History-Preserving Modularization

dabrahams commented 14 years ago

Boost has already been modularized in http://gitorious.org/boost. However, these modules don't bring along the Boost development history.

I think if we want to keep the history, we need to remake each of these repos a clone of http://gitorious.org/boost/svn, which is automatically tracking our SVN repository, then make the changes required to modularize the repo, so we'll be able to continue pulling changes in from our Git SVN mirror. I think it's important to make these changes fine-grained, so you don't move/rename and modify a file in a single commit, so that Git can succeed with later merges. It would be a good idea if each module contained a script (or other record) of the exact steps required to create and update it.

dabrahams commented 14 years ago

troy remarks:

You're going to have 100-some repositories in your rypplized boost, each of which is >100M in size. I don't think I'm missing anything here.

dabrahams commented 14 years ago

I think I see what you mean, and in the back of my mind I anticipated this problem. I guess one possibility would be to use git-svn with the --ignore-paths option. I wonder if there's also a way to strip out all the irrelevant stuff from the git repo. I'm guessing not :-/

bradking commented 14 years ago

In older versions of boost the modules were not so cleanly separated, right? This means that their development histories were intertwined and only recent versions can be separated.

- **Data excerpts**:
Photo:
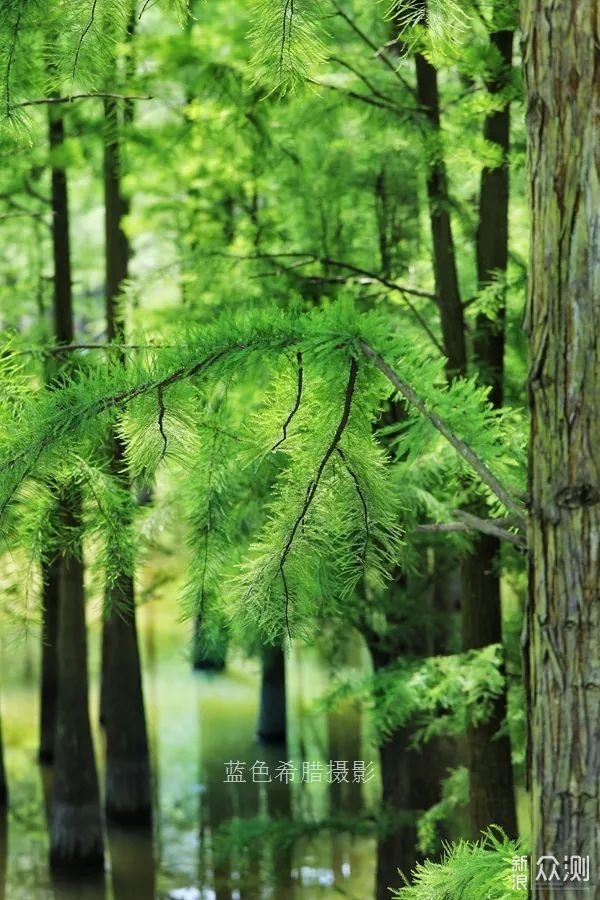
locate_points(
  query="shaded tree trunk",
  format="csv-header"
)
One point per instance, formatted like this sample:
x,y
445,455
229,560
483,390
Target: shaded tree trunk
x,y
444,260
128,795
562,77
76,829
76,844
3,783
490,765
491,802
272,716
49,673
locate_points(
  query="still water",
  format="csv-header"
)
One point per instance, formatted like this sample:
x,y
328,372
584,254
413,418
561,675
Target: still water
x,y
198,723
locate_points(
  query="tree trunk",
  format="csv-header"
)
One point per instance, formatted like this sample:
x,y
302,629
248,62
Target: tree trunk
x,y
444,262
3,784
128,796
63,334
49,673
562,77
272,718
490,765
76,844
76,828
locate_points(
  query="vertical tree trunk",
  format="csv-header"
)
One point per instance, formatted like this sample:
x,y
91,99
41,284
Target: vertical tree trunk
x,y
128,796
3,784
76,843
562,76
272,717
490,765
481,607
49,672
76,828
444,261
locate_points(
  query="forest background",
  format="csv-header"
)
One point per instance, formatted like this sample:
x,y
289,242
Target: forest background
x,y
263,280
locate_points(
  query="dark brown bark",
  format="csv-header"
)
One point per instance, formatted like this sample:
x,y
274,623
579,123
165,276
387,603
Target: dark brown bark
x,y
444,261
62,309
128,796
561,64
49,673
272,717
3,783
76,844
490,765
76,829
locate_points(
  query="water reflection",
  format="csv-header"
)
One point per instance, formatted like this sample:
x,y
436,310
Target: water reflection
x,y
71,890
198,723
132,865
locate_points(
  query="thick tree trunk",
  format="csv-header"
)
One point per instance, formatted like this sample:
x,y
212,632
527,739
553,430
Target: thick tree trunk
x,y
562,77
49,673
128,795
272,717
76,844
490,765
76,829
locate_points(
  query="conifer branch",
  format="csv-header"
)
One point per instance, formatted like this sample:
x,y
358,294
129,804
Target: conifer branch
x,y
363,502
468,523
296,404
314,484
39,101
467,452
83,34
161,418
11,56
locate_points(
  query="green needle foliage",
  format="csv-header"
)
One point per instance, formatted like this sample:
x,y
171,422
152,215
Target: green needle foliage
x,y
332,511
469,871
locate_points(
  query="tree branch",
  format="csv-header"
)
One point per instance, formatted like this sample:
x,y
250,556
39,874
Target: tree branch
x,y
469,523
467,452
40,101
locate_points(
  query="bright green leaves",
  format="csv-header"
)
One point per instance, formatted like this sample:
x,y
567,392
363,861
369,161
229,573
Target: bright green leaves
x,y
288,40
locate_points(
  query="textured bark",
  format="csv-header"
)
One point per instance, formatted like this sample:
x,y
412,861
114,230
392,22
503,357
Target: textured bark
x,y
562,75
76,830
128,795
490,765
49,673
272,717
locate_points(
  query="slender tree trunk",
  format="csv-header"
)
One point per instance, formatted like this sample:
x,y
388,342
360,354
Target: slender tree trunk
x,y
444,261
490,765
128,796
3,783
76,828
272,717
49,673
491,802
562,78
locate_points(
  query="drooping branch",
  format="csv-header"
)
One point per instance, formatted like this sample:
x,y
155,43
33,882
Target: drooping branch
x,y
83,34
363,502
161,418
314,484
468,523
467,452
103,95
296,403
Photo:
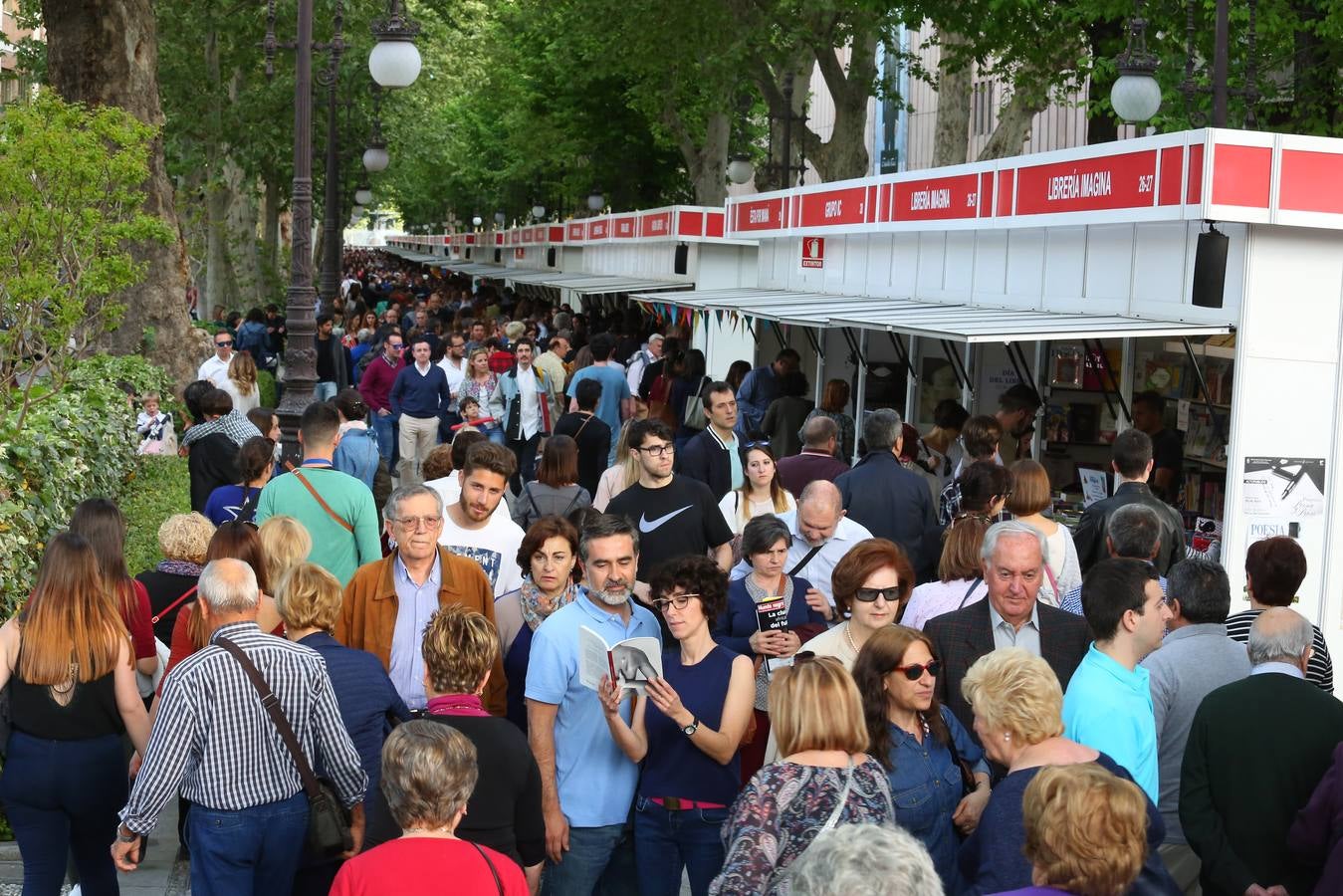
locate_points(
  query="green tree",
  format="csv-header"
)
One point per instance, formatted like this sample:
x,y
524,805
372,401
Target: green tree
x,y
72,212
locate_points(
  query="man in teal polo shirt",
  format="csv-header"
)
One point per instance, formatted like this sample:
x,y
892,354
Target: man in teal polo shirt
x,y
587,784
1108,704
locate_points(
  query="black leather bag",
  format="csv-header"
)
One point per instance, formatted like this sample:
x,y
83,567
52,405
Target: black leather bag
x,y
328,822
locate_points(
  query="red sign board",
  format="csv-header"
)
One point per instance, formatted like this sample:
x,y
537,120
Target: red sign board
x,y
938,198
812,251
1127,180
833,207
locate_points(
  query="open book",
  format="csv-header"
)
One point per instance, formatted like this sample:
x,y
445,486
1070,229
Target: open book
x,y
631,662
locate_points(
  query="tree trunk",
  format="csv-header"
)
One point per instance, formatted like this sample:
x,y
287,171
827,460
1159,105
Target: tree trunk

- **Task**:
Decide whether each statement below agrees with the thread on history-preserving modularization. Answer yes or no for each, and quote the words of the thread that decide it. 1. The modules already created at gitorious.org/boost carry the Boost development history. 2. The proposal calls for commits that avoid both moving or renaming a file and modifying it at once. 3. The remark attributed to troy puts the size of each repository at over 100M.

- **Output of the exercise**:
1. No: "these modules don't bring along the Boost development history."
2. Yes: "so you don't move/rename and modify a file in a single commit"
3. Yes: "each of which is >100M in size"